Input material>
^^^^
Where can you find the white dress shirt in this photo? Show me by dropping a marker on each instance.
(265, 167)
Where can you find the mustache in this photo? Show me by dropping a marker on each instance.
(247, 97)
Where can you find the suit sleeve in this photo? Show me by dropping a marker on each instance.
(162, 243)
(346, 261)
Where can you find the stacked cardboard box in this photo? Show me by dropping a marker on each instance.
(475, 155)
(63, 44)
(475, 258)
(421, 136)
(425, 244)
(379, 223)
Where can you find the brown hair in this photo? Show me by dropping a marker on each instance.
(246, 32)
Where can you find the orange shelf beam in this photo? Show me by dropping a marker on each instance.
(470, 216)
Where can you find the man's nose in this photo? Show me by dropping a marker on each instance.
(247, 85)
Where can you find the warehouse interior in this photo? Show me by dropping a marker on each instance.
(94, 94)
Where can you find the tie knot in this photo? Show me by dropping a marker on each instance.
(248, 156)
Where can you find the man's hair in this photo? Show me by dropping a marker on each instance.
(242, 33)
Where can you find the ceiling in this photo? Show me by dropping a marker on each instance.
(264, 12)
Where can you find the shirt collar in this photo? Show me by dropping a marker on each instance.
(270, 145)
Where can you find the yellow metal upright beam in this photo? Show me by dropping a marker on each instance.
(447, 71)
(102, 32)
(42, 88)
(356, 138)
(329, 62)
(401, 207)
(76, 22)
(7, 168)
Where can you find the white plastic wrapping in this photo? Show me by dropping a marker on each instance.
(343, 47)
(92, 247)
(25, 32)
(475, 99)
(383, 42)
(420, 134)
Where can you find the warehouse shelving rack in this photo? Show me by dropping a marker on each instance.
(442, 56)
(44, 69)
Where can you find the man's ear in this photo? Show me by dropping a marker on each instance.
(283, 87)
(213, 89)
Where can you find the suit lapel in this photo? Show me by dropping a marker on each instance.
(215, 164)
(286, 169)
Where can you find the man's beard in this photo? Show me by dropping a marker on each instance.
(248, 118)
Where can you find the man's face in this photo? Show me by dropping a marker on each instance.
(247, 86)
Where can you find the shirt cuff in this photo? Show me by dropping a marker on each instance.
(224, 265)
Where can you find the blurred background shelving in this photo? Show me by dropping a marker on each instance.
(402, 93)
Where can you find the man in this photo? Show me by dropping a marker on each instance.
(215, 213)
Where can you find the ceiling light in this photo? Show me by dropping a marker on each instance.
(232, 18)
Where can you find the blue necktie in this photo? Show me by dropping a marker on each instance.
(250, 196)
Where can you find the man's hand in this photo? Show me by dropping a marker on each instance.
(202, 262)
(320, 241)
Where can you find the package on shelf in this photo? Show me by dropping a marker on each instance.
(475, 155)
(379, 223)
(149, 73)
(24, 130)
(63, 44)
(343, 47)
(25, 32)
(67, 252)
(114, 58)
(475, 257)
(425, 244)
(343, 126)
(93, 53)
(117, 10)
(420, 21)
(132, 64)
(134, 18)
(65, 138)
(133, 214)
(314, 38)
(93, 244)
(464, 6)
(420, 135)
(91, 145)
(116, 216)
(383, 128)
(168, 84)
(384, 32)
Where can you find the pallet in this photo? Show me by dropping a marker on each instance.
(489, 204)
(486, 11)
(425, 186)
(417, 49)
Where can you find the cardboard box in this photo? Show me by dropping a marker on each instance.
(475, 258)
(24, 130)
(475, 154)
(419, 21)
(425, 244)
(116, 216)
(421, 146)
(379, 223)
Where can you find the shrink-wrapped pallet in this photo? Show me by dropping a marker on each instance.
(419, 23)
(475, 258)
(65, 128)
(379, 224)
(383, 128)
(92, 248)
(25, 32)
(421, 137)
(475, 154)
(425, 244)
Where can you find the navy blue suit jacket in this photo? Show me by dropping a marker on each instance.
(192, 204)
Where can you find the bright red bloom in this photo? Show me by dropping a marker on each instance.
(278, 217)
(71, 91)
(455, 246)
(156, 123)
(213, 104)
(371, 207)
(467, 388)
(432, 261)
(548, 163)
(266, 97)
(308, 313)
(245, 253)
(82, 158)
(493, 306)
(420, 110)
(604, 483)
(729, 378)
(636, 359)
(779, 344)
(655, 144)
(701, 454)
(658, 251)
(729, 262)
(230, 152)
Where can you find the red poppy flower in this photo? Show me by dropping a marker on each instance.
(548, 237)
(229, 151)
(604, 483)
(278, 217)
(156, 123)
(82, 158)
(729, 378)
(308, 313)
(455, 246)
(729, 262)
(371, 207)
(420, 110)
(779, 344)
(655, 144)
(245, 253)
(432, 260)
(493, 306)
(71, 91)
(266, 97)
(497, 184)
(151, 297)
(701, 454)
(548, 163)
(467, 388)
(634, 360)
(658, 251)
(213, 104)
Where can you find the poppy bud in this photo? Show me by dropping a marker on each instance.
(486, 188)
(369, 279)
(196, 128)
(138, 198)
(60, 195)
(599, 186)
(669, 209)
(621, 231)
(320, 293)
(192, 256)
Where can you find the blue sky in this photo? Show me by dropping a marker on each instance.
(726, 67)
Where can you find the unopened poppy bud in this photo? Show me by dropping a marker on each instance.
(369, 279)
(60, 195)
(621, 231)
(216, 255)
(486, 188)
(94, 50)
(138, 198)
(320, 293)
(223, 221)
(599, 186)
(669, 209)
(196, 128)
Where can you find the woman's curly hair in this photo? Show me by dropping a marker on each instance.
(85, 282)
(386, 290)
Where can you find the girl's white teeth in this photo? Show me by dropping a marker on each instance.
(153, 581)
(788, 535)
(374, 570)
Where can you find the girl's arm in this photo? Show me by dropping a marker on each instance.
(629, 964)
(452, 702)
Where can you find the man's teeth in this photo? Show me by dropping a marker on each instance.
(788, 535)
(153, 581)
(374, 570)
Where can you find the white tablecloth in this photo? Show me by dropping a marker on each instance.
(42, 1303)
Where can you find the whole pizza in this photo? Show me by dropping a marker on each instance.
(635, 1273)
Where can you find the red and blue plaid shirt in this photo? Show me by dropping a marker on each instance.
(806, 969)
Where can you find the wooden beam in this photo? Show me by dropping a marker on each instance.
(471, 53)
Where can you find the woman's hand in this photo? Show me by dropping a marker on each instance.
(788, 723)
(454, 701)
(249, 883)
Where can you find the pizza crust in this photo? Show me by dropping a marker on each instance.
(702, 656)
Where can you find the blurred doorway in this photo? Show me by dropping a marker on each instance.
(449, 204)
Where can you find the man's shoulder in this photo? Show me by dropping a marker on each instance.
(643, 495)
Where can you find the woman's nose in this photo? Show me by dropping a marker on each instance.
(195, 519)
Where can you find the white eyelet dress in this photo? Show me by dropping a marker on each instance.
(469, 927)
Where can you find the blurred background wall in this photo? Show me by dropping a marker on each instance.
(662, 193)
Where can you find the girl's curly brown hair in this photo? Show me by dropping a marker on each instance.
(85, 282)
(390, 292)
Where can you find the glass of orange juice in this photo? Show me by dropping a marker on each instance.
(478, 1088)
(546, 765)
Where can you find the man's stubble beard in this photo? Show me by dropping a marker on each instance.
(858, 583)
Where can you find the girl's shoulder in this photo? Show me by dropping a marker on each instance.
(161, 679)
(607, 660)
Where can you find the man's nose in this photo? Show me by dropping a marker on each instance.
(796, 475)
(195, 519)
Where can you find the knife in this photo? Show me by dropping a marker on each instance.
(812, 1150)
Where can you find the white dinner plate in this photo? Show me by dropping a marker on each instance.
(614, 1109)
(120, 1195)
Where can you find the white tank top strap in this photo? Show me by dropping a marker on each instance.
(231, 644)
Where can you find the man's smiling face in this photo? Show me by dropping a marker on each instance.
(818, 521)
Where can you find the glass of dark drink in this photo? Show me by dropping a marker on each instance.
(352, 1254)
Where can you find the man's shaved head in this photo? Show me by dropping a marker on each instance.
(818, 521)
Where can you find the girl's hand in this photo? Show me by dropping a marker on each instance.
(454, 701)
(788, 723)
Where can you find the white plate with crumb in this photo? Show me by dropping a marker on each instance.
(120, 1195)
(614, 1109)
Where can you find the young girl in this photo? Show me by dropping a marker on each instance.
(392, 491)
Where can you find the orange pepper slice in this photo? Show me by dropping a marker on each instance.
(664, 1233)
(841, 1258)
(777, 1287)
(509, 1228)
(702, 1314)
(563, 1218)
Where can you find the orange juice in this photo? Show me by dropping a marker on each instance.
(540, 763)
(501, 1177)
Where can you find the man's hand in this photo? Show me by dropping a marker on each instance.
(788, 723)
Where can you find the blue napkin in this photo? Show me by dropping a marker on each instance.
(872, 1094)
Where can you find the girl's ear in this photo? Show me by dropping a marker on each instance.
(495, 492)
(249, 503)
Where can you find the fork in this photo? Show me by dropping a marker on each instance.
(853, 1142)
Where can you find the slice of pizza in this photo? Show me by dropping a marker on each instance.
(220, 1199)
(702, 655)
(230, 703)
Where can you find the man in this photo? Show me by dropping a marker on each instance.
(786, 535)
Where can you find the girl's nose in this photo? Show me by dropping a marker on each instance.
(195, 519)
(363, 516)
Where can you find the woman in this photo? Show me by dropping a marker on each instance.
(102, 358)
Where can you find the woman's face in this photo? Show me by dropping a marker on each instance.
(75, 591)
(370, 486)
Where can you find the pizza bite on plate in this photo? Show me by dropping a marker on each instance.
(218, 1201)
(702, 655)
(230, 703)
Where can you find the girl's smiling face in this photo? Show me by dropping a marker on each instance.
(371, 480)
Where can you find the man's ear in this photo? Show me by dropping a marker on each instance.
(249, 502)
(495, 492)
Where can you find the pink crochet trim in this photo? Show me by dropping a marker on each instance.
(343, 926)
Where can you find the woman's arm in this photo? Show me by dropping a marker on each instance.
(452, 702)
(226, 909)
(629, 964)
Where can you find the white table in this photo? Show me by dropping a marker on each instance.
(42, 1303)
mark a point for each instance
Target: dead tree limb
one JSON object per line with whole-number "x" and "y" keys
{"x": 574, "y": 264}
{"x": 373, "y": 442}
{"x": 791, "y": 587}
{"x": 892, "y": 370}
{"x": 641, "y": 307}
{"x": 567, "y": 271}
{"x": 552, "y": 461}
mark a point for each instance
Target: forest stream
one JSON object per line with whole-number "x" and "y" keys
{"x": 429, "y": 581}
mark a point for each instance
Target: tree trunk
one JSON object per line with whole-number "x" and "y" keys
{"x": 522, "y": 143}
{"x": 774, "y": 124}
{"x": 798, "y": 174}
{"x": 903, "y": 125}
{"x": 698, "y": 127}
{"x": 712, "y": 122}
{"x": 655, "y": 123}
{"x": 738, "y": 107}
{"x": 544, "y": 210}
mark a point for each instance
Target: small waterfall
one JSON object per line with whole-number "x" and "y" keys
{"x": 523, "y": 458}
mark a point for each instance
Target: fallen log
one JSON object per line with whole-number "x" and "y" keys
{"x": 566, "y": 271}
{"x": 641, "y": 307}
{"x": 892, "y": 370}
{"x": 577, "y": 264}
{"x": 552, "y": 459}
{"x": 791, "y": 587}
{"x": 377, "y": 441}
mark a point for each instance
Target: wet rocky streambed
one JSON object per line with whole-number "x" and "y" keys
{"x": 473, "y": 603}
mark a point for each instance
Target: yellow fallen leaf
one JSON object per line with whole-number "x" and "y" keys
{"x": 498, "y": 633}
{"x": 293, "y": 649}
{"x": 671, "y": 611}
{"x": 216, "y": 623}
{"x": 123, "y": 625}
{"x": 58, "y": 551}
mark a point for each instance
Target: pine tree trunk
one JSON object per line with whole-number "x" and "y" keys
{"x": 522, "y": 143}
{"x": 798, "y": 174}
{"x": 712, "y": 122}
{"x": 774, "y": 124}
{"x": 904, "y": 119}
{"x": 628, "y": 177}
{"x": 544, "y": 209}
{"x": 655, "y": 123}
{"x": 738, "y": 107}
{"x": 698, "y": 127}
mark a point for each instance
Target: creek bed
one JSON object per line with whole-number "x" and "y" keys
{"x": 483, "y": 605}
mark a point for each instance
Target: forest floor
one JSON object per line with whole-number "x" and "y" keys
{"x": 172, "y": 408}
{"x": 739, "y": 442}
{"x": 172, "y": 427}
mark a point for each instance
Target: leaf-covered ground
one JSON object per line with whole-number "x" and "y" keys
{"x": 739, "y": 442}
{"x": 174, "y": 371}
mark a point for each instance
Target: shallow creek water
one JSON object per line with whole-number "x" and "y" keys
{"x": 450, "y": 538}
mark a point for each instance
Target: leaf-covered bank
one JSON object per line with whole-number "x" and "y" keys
^^^^
What this task involves> Find every line in the lines above that contains the word "warehouse" and copy each one.

Task response>
Where can you find the warehouse interior in this photo? Show me by dropping a marker on each instance.
Where can you find the warehouse shelving rack in this photo? Show me by dropping a marker on each instance.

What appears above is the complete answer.